● Given problem
Exactly the lines from the one containing "[tag] one dot per instance, sample [58,195]." through the final line of the listing are to be retyped, and nothing more.

(Data entries)
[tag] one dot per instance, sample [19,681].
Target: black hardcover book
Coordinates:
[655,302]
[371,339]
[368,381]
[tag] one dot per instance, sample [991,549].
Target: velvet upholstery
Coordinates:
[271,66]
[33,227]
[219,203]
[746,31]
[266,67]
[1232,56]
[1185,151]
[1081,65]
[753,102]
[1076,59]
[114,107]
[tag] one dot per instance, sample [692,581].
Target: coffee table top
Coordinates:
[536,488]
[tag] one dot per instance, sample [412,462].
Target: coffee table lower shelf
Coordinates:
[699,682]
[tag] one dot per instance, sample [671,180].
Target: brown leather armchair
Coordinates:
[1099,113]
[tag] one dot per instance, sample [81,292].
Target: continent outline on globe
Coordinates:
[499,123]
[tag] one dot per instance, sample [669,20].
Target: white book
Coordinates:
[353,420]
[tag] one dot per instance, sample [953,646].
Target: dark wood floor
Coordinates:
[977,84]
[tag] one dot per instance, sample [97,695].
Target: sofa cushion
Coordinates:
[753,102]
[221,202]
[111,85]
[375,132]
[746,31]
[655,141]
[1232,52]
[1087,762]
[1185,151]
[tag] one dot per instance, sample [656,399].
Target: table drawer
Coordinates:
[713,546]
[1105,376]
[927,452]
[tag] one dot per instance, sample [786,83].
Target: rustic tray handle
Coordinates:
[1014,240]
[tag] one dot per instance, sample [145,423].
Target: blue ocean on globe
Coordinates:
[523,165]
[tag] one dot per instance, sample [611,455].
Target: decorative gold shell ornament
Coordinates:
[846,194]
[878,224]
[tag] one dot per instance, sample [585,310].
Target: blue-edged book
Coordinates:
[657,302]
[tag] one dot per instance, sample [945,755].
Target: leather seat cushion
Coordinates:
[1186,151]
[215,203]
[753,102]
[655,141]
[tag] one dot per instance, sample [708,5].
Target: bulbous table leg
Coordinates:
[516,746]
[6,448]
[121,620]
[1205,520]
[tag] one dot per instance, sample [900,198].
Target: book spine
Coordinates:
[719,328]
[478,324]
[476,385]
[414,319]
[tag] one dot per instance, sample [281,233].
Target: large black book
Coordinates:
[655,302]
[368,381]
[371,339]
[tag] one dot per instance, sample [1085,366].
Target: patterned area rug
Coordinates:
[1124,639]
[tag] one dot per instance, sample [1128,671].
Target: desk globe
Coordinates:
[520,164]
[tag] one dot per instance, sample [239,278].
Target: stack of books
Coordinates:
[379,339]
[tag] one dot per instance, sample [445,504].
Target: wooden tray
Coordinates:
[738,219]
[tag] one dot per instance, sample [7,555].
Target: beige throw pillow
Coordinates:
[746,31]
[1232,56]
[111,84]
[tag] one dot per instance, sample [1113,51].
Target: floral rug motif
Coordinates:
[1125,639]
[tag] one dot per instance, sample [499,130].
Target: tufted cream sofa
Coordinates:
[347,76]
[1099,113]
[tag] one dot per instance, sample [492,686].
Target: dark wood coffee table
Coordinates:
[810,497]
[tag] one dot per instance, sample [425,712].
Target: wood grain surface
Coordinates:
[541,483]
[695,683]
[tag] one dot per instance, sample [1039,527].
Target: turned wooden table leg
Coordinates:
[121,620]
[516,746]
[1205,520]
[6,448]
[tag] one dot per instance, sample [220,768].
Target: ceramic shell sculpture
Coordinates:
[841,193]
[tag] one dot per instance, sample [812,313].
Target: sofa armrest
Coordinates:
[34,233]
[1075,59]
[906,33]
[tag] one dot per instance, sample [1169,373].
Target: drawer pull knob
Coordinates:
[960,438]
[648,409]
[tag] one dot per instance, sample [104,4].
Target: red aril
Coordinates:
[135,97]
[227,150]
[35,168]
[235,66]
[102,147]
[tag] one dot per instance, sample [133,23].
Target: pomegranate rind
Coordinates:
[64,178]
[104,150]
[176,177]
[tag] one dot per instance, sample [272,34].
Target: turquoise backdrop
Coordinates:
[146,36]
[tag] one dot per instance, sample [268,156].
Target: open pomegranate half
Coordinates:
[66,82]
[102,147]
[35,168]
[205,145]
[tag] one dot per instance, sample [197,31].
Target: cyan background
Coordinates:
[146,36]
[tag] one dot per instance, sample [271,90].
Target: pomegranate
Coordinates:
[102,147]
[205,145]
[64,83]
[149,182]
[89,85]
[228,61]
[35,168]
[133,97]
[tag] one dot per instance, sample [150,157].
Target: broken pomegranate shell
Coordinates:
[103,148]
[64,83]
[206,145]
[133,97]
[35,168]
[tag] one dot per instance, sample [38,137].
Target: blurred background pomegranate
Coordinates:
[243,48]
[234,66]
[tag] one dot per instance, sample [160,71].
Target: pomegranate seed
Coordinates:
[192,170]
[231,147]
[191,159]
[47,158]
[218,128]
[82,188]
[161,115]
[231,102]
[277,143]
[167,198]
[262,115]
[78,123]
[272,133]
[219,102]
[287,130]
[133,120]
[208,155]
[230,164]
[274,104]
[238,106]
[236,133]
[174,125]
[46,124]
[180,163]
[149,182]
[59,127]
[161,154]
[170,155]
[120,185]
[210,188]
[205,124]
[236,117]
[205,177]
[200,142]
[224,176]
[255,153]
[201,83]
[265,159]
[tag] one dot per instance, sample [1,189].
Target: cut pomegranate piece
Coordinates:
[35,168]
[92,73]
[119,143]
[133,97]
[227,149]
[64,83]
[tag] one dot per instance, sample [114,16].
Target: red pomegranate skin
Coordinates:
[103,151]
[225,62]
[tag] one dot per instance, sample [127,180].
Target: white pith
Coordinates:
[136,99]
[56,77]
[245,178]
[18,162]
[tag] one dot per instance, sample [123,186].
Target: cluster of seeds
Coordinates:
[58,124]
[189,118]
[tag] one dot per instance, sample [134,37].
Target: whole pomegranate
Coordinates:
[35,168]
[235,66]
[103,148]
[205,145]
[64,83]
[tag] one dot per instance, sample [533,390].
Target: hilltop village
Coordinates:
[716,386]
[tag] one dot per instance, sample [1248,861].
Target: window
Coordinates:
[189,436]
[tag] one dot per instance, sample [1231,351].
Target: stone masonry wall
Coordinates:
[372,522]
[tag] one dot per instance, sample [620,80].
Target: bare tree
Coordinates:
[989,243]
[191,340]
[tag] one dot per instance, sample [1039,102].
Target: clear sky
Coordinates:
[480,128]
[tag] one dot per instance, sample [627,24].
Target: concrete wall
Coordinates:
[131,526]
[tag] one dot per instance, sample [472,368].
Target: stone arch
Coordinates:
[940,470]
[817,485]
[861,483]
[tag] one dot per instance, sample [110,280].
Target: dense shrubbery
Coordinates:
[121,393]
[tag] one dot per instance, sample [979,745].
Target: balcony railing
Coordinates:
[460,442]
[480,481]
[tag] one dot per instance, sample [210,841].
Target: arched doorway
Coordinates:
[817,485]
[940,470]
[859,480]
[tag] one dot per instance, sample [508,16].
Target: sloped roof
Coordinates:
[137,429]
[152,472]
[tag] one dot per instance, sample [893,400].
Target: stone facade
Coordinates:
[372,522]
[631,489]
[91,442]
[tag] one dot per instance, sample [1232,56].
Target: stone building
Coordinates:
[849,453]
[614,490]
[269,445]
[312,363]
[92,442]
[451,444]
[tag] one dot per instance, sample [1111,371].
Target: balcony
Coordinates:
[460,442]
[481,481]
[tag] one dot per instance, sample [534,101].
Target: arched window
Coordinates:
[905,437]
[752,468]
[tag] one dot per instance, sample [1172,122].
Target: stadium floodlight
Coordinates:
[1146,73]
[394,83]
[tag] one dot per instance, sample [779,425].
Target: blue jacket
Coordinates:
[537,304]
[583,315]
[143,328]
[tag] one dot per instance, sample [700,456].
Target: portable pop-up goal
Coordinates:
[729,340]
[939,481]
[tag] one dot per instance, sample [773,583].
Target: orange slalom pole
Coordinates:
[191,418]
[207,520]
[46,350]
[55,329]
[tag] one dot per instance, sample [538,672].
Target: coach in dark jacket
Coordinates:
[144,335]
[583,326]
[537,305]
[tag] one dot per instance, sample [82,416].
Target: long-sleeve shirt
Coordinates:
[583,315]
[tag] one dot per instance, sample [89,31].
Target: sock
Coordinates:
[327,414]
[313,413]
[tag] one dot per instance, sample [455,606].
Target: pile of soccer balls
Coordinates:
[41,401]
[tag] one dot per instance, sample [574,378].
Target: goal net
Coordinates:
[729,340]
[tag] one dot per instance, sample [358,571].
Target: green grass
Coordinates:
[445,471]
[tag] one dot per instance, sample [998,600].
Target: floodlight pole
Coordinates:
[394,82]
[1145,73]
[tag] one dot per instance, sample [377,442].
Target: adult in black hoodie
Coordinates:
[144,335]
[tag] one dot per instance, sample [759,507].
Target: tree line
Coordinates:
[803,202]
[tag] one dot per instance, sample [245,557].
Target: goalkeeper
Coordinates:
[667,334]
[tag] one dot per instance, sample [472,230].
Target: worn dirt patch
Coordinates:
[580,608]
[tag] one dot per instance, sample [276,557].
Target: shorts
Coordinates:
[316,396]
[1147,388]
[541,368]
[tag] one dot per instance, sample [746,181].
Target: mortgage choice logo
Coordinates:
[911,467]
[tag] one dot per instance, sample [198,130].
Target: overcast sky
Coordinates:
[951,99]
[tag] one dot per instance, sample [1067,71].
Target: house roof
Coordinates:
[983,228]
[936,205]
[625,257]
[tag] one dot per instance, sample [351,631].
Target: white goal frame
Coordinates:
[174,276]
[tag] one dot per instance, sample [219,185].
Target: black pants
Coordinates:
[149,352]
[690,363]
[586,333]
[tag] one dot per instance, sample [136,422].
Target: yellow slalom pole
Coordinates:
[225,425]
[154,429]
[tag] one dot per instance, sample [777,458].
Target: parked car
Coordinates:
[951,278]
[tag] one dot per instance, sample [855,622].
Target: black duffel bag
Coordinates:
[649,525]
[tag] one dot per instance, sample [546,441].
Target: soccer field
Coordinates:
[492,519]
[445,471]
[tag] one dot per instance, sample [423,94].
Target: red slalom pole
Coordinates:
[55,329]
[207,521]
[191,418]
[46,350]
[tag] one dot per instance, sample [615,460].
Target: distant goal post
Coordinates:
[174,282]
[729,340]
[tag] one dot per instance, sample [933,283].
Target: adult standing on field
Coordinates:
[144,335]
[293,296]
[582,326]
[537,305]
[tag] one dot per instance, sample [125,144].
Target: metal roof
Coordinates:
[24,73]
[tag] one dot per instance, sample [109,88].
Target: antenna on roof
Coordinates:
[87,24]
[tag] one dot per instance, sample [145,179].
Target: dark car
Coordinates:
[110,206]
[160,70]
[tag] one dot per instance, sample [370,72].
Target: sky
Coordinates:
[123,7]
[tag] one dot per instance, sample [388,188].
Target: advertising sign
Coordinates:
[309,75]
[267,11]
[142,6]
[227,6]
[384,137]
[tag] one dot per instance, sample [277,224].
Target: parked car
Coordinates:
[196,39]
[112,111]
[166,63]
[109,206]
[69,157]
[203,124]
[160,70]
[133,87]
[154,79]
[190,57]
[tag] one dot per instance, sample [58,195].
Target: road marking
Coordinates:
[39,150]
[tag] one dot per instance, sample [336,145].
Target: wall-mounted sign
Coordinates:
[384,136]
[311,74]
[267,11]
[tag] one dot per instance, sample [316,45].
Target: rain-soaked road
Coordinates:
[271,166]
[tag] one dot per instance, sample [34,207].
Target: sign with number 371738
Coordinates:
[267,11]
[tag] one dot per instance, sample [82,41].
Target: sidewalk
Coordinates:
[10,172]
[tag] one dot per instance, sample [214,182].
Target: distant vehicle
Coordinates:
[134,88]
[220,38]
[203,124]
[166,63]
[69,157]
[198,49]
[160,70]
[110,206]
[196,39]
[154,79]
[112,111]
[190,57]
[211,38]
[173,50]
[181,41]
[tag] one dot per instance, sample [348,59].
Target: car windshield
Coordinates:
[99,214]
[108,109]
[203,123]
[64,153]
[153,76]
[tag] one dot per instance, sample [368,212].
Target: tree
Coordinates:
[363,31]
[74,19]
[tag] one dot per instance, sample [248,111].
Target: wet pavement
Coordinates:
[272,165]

● Result
[tag] one dot per instance, sample [58,195].
Target: road marking
Coordinates:
[39,150]
[tag] one dot per instance, sample [336,145].
Target: wall-mounted sign
Coordinates:
[384,136]
[311,74]
[267,11]
[tag] one dot per instance, sample [316,45].
Target: rain-soaked road
Coordinates:
[271,166]
[tag] one dot per instance, sample [34,207].
Target: sign with number 371738
Coordinates:
[267,11]
[tag] one dot per instance, sample [82,41].
Target: sidewalk
Coordinates:
[10,172]
[tag] one dot per instance, sample [214,182].
Target: distant vehicle
Coordinates:
[134,88]
[220,38]
[203,124]
[166,63]
[69,157]
[198,49]
[160,70]
[110,206]
[196,39]
[154,79]
[112,111]
[190,57]
[211,38]
[173,50]
[181,41]
[tag] one dot per instance, sample [348,59].
Target: car windshield
Coordinates:
[99,214]
[108,109]
[203,123]
[64,153]
[153,76]
[tag] one dot per instance, sample [368,212].
Target: tree
Coordinates:
[363,31]
[74,19]
[tag] one dot per instance, sample [248,111].
Target: wet pavement
Coordinates:
[272,165]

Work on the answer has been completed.